PROBLEM TO WORK ON
Please return every record exactly as written, leaving out the pictures.

Stored items from a collection
----

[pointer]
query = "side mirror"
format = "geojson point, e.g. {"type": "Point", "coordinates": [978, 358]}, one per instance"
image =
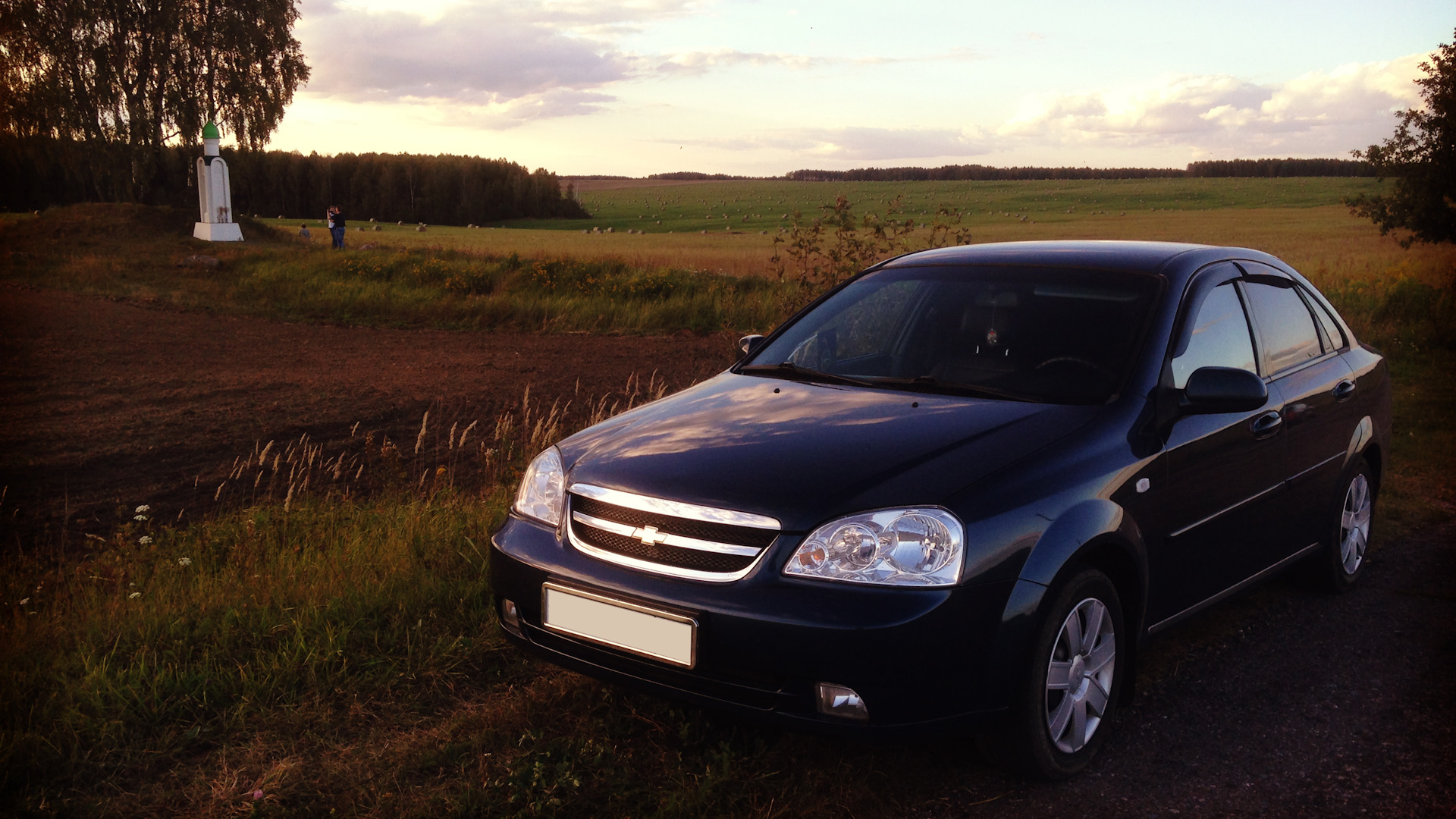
{"type": "Point", "coordinates": [1223, 390]}
{"type": "Point", "coordinates": [748, 343]}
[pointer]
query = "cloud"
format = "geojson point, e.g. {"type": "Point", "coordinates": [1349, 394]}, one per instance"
{"type": "Point", "coordinates": [859, 145]}
{"type": "Point", "coordinates": [475, 53]}
{"type": "Point", "coordinates": [704, 61]}
{"type": "Point", "coordinates": [1318, 111]}
{"type": "Point", "coordinates": [506, 63]}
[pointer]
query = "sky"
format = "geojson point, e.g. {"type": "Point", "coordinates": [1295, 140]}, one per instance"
{"type": "Point", "coordinates": [764, 88]}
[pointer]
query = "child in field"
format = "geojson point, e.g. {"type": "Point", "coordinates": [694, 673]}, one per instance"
{"type": "Point", "coordinates": [337, 226]}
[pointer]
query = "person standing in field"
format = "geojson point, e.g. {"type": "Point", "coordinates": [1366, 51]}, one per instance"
{"type": "Point", "coordinates": [338, 228]}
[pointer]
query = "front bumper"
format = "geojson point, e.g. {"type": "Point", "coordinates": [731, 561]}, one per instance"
{"type": "Point", "coordinates": [922, 659]}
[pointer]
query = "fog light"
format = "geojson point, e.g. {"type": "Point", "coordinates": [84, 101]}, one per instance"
{"type": "Point", "coordinates": [840, 701]}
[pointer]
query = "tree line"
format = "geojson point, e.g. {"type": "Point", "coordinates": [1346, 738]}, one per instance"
{"type": "Point", "coordinates": [990, 174]}
{"type": "Point", "coordinates": [41, 172]}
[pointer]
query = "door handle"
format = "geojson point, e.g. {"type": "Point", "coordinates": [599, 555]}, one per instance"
{"type": "Point", "coordinates": [1266, 425]}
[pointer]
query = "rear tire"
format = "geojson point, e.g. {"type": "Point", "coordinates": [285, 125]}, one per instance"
{"type": "Point", "coordinates": [1068, 695]}
{"type": "Point", "coordinates": [1343, 560]}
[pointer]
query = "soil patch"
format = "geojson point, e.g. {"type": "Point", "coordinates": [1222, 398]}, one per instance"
{"type": "Point", "coordinates": [112, 404]}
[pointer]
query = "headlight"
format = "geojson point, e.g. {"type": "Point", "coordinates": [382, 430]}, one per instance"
{"type": "Point", "coordinates": [892, 547]}
{"type": "Point", "coordinates": [542, 493]}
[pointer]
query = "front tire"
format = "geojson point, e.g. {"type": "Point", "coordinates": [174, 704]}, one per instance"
{"type": "Point", "coordinates": [1069, 694]}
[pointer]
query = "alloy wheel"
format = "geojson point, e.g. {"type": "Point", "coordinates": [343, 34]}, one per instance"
{"type": "Point", "coordinates": [1354, 523]}
{"type": "Point", "coordinates": [1079, 676]}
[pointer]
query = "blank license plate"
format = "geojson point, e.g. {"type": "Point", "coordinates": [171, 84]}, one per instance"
{"type": "Point", "coordinates": [625, 626]}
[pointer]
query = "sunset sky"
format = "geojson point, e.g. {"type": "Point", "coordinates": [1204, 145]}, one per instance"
{"type": "Point", "coordinates": [752, 88]}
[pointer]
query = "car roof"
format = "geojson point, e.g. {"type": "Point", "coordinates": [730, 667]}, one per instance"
{"type": "Point", "coordinates": [1142, 257]}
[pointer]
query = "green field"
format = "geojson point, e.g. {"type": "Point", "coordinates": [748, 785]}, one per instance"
{"type": "Point", "coordinates": [767, 205]}
{"type": "Point", "coordinates": [335, 651]}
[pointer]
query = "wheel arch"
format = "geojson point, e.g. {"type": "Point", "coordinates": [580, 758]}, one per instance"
{"type": "Point", "coordinates": [1372, 455]}
{"type": "Point", "coordinates": [1098, 534]}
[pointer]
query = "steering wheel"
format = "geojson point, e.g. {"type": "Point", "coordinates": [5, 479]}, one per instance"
{"type": "Point", "coordinates": [1075, 360]}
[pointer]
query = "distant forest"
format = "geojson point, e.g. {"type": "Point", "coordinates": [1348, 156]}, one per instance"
{"type": "Point", "coordinates": [984, 172]}
{"type": "Point", "coordinates": [437, 190]}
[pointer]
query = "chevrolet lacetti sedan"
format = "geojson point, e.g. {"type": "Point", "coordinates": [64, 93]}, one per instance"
{"type": "Point", "coordinates": [959, 491]}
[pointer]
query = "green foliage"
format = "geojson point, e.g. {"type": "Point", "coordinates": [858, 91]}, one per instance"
{"type": "Point", "coordinates": [164, 640]}
{"type": "Point", "coordinates": [44, 171]}
{"type": "Point", "coordinates": [1421, 156]}
{"type": "Point", "coordinates": [832, 248]}
{"type": "Point", "coordinates": [112, 72]}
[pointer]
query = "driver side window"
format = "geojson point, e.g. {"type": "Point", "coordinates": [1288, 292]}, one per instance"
{"type": "Point", "coordinates": [1220, 337]}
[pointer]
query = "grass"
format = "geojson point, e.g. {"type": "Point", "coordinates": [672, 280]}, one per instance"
{"type": "Point", "coordinates": [328, 642]}
{"type": "Point", "coordinates": [134, 253]}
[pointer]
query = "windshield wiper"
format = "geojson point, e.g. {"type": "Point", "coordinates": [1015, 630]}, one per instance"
{"type": "Point", "coordinates": [930, 384]}
{"type": "Point", "coordinates": [794, 372]}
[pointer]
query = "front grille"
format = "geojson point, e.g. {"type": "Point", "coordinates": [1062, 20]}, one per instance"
{"type": "Point", "coordinates": [696, 529]}
{"type": "Point", "coordinates": [661, 553]}
{"type": "Point", "coordinates": [702, 550]}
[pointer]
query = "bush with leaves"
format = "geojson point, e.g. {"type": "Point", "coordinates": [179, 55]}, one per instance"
{"type": "Point", "coordinates": [830, 248]}
{"type": "Point", "coordinates": [1421, 156]}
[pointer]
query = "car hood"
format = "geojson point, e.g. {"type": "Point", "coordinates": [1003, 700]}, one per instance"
{"type": "Point", "coordinates": [805, 452]}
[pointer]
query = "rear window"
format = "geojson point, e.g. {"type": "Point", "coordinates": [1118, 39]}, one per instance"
{"type": "Point", "coordinates": [1043, 334]}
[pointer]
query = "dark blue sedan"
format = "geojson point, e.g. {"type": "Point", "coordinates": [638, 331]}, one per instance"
{"type": "Point", "coordinates": [959, 491]}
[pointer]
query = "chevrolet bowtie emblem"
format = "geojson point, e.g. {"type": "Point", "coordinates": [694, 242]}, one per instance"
{"type": "Point", "coordinates": [650, 535]}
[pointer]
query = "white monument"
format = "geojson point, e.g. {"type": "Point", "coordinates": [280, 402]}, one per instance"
{"type": "Point", "coordinates": [215, 193]}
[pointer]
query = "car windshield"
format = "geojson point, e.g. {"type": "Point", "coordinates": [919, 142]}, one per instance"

----

OUTPUT FOR THIS TASK
[pointer]
query = "side mirror"
format = "geojson point, e.g. {"type": "Point", "coordinates": [978, 358]}, one per instance"
image =
{"type": "Point", "coordinates": [1223, 390]}
{"type": "Point", "coordinates": [748, 343]}
[pointer]
query = "cloud"
format = "geojson point, e.g. {"type": "Point", "coordinates": [1349, 394]}, one per instance"
{"type": "Point", "coordinates": [859, 145]}
{"type": "Point", "coordinates": [475, 53]}
{"type": "Point", "coordinates": [704, 61]}
{"type": "Point", "coordinates": [1318, 111]}
{"type": "Point", "coordinates": [506, 63]}
[pointer]
query = "sky"
format = "geojson point, e.g. {"type": "Point", "coordinates": [1295, 140]}, one per instance"
{"type": "Point", "coordinates": [764, 88]}
[pointer]
query = "child in field"
format = "geojson point, e.g. {"type": "Point", "coordinates": [694, 673]}, one per instance"
{"type": "Point", "coordinates": [337, 226]}
[pointer]
query = "person standing in field"
format = "geojson point, e.g. {"type": "Point", "coordinates": [1366, 51]}, one per instance"
{"type": "Point", "coordinates": [338, 228]}
[pointer]
query = "front bumper"
format = "geojson point, e.g. {"type": "Point", "coordinates": [731, 561]}, one per instance"
{"type": "Point", "coordinates": [922, 659]}
[pointer]
query = "fog light"
format = "geojson point, e.g. {"type": "Point", "coordinates": [84, 101]}, one per instance"
{"type": "Point", "coordinates": [840, 701]}
[pointer]
query = "tree line"
format = "geojson point, e.g. {"type": "Point", "coordinates": [1346, 738]}, one per instance"
{"type": "Point", "coordinates": [990, 174]}
{"type": "Point", "coordinates": [41, 172]}
[pointer]
query = "door handle"
format = "geojson point, e.g. {"type": "Point", "coordinates": [599, 555]}, one per instance"
{"type": "Point", "coordinates": [1266, 425]}
[pointer]
query = "rear tire"
format = "geojson point, e.g. {"type": "Point", "coordinates": [285, 125]}, one per instance"
{"type": "Point", "coordinates": [1068, 695]}
{"type": "Point", "coordinates": [1343, 560]}
[pointer]
query = "soil patch"
format = "geojson point, e.g. {"type": "Point", "coordinates": [1222, 398]}, one per instance"
{"type": "Point", "coordinates": [112, 404]}
[pointer]
query = "headlight"
format = "geojson point, e.g. {"type": "Point", "coordinates": [382, 430]}, one per instance"
{"type": "Point", "coordinates": [892, 547]}
{"type": "Point", "coordinates": [542, 493]}
[pointer]
query = "front tire"
format = "geojson point, e.g. {"type": "Point", "coordinates": [174, 704]}, one per instance"
{"type": "Point", "coordinates": [1069, 694]}
[pointer]
query = "alloy wheel"
format = "geojson point, e.g. {"type": "Point", "coordinates": [343, 34]}, one per instance"
{"type": "Point", "coordinates": [1354, 523]}
{"type": "Point", "coordinates": [1079, 676]}
[pointer]
query = "blank license plate"
format = "geojson point, e.g. {"type": "Point", "coordinates": [171, 84]}, one per instance"
{"type": "Point", "coordinates": [625, 626]}
[pointer]
query = "sunset sky"
format = "geojson point, e.g. {"type": "Point", "coordinates": [1204, 145]}, one per instance"
{"type": "Point", "coordinates": [752, 88]}
[pointer]
query = "car roof"
format = "geojson point, e.g. {"type": "Point", "coordinates": [730, 667]}, one per instance"
{"type": "Point", "coordinates": [1142, 257]}
[pointer]
query = "green field"
format = "geojson point, e.g. {"type": "Point", "coordinates": [748, 785]}, one per instance"
{"type": "Point", "coordinates": [767, 205]}
{"type": "Point", "coordinates": [335, 651]}
[pointer]
query = "wheel arch"
format = "geojson point, e.g. {"type": "Point", "coordinates": [580, 758]}, one per instance"
{"type": "Point", "coordinates": [1372, 455]}
{"type": "Point", "coordinates": [1098, 534]}
[pointer]
query = "steering wheel"
format = "geojson point, e.g. {"type": "Point", "coordinates": [5, 479]}, one per instance"
{"type": "Point", "coordinates": [1075, 360]}
[pointer]
query = "distant forest"
format = "geojson point, e.g. {"type": "Point", "coordinates": [1348, 156]}, one per instance"
{"type": "Point", "coordinates": [984, 172]}
{"type": "Point", "coordinates": [437, 190]}
[pointer]
query = "chevrolet lacetti sedan"
format = "geojson point, e.g. {"type": "Point", "coordinates": [64, 93]}, one per instance"
{"type": "Point", "coordinates": [959, 491]}
[pointer]
query = "green foliage"
format = "geojson point, e.g. {"type": "Point", "coordinates": [858, 91]}, one per instance"
{"type": "Point", "coordinates": [164, 640]}
{"type": "Point", "coordinates": [44, 171]}
{"type": "Point", "coordinates": [1421, 156]}
{"type": "Point", "coordinates": [832, 248]}
{"type": "Point", "coordinates": [112, 72]}
[pointer]
query = "driver side window"
format = "geojson point, e.g. {"type": "Point", "coordinates": [1288, 292]}, one per instance"
{"type": "Point", "coordinates": [1220, 337]}
[pointer]
query = "grass"
format = "geojson point, e.g. {"type": "Point", "coordinates": [672, 280]}, one per instance"
{"type": "Point", "coordinates": [328, 642]}
{"type": "Point", "coordinates": [134, 253]}
[pointer]
query = "windshield wiper"
format = "geojson point, e.g. {"type": "Point", "coordinates": [1015, 630]}, one per instance"
{"type": "Point", "coordinates": [930, 384]}
{"type": "Point", "coordinates": [794, 372]}
[pointer]
query = "front grille"
format = "geojson point, e.g. {"type": "Point", "coordinates": [1062, 20]}, one per instance"
{"type": "Point", "coordinates": [696, 529]}
{"type": "Point", "coordinates": [661, 553]}
{"type": "Point", "coordinates": [702, 550]}
[pointer]
query = "bush with leaves"
format = "geojson point, e.g. {"type": "Point", "coordinates": [179, 55]}, one per instance"
{"type": "Point", "coordinates": [830, 248]}
{"type": "Point", "coordinates": [1421, 156]}
[pointer]
query = "car hood"
format = "geojson point, e.g. {"type": "Point", "coordinates": [1003, 700]}, one per instance"
{"type": "Point", "coordinates": [805, 452]}
[pointer]
query = "rear window"
format = "geojson point, e.g. {"type": "Point", "coordinates": [1118, 39]}, one per instance"
{"type": "Point", "coordinates": [1043, 334]}
[pointer]
query = "dark blue sedan"
format = "geojson point, e.g. {"type": "Point", "coordinates": [638, 331]}, one per instance"
{"type": "Point", "coordinates": [959, 491]}
[pointer]
query = "chevrolet bowtie emblem"
format = "geojson point, e.g. {"type": "Point", "coordinates": [694, 242]}, one per instance"
{"type": "Point", "coordinates": [650, 535]}
[pointer]
query = "white monument"
format = "geojson point, e.g. {"type": "Point", "coordinates": [280, 402]}, one per instance"
{"type": "Point", "coordinates": [215, 193]}
[pointer]
query = "car windshield"
format = "geojson point, e.g. {"type": "Point", "coordinates": [919, 142]}, one per instance"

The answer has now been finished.